Exercise goal:
Go through the records and report each line holding the string "tree".
*** Opening of Information given ***
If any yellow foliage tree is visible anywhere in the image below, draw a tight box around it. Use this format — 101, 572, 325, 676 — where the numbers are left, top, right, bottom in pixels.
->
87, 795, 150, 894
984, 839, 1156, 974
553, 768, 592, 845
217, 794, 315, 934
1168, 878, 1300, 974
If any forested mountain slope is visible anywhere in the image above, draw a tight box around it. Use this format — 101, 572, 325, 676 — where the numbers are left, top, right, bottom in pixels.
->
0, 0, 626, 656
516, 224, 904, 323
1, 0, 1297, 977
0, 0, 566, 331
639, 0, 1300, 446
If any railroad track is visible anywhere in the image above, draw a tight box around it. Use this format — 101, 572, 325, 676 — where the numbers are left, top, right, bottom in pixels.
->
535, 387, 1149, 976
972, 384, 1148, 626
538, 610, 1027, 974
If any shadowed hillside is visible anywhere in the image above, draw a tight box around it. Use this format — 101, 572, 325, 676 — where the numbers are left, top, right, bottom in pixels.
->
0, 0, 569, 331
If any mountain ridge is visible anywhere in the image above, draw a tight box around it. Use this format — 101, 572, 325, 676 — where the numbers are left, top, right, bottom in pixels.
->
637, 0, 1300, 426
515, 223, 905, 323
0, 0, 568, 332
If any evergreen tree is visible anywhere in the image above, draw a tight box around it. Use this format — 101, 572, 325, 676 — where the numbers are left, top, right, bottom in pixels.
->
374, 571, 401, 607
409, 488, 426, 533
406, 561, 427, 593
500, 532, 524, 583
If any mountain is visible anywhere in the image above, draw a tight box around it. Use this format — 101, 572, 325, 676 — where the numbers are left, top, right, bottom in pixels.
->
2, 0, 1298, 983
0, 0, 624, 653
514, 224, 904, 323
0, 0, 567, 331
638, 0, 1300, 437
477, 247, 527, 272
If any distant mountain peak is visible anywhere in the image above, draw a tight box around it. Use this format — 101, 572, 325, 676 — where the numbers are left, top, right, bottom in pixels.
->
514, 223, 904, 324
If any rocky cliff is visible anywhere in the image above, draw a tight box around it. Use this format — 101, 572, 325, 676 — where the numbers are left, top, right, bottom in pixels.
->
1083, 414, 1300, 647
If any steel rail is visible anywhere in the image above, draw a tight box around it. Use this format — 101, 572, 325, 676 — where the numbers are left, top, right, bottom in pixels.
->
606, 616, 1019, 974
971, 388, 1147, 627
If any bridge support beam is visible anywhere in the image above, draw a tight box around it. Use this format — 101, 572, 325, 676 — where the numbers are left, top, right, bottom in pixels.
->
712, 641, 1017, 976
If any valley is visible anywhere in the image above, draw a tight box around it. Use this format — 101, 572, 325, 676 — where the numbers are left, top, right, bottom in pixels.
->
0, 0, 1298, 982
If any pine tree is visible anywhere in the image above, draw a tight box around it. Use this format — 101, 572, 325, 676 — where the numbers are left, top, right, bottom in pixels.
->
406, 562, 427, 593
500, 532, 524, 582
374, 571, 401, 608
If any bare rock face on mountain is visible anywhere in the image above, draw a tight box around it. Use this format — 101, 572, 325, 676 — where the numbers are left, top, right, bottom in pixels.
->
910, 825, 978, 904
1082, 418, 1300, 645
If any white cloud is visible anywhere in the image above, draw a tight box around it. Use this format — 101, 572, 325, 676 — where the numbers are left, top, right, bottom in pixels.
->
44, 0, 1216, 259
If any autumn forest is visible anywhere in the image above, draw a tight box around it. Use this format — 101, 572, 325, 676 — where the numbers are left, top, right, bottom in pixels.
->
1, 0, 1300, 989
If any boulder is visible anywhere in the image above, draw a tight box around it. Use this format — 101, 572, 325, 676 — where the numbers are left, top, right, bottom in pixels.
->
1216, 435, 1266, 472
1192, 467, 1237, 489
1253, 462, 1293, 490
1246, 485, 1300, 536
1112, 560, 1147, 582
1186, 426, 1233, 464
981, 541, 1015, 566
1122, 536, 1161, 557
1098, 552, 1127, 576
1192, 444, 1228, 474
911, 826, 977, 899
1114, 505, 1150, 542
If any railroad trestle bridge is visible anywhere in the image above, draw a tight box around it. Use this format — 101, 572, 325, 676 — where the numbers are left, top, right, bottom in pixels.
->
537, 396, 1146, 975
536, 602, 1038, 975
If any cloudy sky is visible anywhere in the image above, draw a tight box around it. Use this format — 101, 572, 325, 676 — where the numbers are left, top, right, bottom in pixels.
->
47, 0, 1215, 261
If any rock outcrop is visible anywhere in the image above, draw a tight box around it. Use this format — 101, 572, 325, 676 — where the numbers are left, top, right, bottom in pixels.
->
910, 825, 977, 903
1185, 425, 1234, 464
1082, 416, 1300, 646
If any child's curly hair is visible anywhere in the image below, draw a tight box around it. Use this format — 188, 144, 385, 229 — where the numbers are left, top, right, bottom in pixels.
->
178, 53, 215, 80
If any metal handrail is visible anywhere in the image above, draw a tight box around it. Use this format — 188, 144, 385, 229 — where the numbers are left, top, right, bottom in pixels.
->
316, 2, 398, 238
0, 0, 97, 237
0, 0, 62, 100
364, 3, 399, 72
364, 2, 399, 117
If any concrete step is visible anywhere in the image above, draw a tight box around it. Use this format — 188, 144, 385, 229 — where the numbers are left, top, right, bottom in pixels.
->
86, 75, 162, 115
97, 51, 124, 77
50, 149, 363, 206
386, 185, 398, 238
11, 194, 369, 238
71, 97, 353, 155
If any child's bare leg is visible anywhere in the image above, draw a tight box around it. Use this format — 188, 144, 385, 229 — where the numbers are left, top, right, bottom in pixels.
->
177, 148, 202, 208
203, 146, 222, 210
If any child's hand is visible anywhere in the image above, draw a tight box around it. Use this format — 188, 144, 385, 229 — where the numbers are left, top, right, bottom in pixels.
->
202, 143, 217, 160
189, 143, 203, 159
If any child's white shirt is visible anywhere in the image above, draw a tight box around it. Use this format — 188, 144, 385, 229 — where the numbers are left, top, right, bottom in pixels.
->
*** Close of Information given ***
Solution for this exercise:
If any yellow foliage tree is visible anywhere in the image below, draw a tight box around it. Use this format — 101, 572, 325, 676 — where the numbers are left, top, right, bottom in pixels.
If any evergreen tree is visible anywhere in the image above, draw a tight box around it. Use this format — 101, 572, 325, 676 — where the numbers are left, top, right, bottom in pixels.
If any pine tree is visible anywhere in the image above, draw a tight box around it. Use this format — 101, 572, 325, 676 — where the numbers are left, top, right, bottom in pixels.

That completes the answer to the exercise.